All this talk about the importance of SSL connections has given cybercriminals ideas. They’ve launched a new phishing campaign that involves emails which instruct recipients to hand over their information in order to update their accounts “using the new SSL servers.”
The emails, which purport to come from Apple Customer Support, read something like this:
“Unfortunately, Your online access has been blocked. As part of our ongoing commitment to provide the ‘Best Possible’ service and protection to all our customers, we are requiring each Customer to Update their account (s) using the new SSL servers to avoid suspension of you online access.
Please Update your online account (s) by clicking bellow account update. Account Update Process. This is an automated message. Please do not reply to this email.”
Hoax Slayer warns that the links from these emails don’t point to a genuine Apple website, but to a phishing site where victims are asked to hand over their Apple ID, password, name, billing address, contact information and even credit card details.

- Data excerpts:

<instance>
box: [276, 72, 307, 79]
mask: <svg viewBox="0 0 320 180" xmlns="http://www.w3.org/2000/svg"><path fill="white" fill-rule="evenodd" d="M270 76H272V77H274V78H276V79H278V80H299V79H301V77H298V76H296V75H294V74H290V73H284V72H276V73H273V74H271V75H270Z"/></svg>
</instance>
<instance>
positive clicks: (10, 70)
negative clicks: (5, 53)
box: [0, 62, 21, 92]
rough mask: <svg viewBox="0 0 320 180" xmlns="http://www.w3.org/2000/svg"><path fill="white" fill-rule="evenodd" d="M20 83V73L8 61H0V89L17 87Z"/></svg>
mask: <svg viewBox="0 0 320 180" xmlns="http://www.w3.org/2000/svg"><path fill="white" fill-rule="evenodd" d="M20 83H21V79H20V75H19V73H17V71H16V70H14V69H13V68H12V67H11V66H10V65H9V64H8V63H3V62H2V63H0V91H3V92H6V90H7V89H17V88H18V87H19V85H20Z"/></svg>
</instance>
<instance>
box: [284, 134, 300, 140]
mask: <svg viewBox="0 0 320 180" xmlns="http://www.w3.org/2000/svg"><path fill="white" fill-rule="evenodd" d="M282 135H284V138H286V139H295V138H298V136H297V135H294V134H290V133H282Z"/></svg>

- Exercise requirements:
• a. List every piece of information that the article on the SSL phishing emails says victims are asked to hand over on the phishing site.
• b. Continue the article on the SSL phishing emails from the point where it stops.
The entries are separate material and have no connection to the article.

- Task-by-task outputs:
• a. Apple ID, password, name, billing address, contact information, credit card details

• b.
Once the information is entered, the victim is redirected to the legitimate Apple site. The cybercriminals can use the stolen information for various purposes, including identity theft and to perform fraudulent purchases.
In case you’re a victim of this scam, change your passwords, and keep a close eye on your bank account. If the crooks try to make fraudulent purchases with your card, you can recover your money if you quickly report the unauthorized transaction.
In order to avoid falling victim to phishing scams, don’t click on links contained in unsolicited communications.
Apple will not ask you to hand over your financial details in response to an email. When it comes to logging in to your account, make sure the site you’re on is protected by an HTTP connection.